Requirement:
Starting at the line that contains "Wildlife-count tagging: point out every instance of the small" and ending with the last of the items, write out every line again, requests included. Multiply each coordinate in the answers by 0.65 and round it to a whole number, rounding halves up.

Input records:
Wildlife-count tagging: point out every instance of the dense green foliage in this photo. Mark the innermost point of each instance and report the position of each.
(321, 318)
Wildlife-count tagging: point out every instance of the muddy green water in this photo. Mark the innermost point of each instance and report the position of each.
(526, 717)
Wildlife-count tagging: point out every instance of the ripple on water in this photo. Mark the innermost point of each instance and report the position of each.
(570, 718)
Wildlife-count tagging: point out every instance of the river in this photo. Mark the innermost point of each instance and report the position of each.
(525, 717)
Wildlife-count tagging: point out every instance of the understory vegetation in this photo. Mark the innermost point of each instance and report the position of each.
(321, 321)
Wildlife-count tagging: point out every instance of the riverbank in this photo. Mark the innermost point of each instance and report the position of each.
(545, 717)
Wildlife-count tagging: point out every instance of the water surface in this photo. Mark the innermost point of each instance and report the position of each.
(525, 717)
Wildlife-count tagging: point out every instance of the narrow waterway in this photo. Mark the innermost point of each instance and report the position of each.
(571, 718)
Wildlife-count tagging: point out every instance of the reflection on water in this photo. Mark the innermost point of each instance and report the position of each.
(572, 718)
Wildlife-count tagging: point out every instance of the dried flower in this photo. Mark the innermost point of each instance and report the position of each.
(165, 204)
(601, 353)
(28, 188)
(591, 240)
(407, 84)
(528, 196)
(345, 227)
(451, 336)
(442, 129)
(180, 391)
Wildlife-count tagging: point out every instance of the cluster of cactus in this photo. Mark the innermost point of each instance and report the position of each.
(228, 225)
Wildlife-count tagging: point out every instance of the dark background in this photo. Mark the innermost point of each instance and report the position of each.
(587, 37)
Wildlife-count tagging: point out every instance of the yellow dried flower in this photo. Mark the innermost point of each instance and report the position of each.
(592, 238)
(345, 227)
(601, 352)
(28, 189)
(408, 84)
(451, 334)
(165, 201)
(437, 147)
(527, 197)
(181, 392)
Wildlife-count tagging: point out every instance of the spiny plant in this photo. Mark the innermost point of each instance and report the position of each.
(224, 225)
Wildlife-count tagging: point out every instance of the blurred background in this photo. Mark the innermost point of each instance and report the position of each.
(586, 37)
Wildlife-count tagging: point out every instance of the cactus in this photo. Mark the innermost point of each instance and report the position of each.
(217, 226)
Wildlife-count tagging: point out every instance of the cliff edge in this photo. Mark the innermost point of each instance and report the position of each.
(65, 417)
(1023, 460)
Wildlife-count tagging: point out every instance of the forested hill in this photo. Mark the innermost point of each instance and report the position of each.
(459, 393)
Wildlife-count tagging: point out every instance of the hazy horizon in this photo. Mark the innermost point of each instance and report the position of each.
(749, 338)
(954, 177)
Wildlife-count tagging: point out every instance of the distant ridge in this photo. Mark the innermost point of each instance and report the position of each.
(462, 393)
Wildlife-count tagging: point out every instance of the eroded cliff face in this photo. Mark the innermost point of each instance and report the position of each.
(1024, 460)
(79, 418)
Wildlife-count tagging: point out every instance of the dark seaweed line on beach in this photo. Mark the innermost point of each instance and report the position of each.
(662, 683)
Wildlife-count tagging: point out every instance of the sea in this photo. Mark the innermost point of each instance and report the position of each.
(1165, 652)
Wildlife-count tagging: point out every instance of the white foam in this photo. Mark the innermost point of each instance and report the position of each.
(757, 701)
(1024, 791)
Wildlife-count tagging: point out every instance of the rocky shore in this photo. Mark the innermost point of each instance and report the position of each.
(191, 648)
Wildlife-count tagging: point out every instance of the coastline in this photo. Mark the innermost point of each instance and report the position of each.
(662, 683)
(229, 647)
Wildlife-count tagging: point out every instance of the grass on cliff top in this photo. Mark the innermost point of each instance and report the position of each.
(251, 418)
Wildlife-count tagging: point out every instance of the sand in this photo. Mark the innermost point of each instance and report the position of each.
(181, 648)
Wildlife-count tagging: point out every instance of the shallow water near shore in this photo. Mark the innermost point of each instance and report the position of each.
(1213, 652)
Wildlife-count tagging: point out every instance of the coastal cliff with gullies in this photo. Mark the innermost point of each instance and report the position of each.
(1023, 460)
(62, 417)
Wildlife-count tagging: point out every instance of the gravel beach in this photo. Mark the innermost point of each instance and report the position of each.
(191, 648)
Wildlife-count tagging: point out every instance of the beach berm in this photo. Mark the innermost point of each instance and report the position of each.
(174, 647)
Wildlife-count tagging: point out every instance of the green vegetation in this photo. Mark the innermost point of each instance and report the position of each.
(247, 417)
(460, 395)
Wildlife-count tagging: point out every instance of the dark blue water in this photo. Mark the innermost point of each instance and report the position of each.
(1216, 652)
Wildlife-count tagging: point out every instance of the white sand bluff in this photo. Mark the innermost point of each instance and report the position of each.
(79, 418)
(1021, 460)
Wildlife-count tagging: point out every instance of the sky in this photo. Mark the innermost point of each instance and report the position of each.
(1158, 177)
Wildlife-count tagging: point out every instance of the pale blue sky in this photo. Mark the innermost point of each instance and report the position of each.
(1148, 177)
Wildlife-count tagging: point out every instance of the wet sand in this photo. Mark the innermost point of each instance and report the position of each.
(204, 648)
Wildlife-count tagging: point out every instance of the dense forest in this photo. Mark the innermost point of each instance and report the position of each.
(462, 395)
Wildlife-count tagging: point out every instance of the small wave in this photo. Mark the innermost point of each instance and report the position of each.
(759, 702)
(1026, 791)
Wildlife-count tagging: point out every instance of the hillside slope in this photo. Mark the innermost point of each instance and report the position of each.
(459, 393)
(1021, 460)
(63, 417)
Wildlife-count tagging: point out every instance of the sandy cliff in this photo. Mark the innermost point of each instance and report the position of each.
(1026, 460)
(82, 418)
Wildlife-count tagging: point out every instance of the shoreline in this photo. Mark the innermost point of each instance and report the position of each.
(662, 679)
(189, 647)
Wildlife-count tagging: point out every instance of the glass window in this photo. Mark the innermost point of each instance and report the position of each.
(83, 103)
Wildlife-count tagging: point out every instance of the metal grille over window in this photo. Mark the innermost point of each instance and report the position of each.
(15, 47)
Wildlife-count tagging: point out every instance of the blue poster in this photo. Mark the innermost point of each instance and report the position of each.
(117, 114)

Correct response:
Wildlife-count tagging: point out every instance of the small wave in this photo. Mark the innermost point of each instance and report the position of each.
(493, 456)
(667, 514)
Wildlife-count tagging: point out every instance of the hillside slope in this photo. Mark the innermost point of each instance and report the position of each.
(298, 255)
(664, 299)
(41, 271)
Wildlife-count tagging: point out every instance of the sandy cliff in this photo. Mark the innermost point of each instance and report the position of each.
(667, 299)
(53, 272)
Wildlife-count tagging: point out every instance of the shoreline in this photo. Mark the innermost point of each instance and report the position of each.
(430, 441)
(123, 421)
Wildlife-count tagging: point out every instance of the glass window in this photo. Mark the innermost point of each instance and report the position of each.
(54, 67)
Wildlife-count tagging: point out every instance of the metal grille over window in this photo. Mark the innermost point of each instance and report the position of each.
(10, 31)
Wildlife-count tagging: point out every instance of the blue poster in this photo. Mark the innermost point of each instance and report the position of each.
(76, 74)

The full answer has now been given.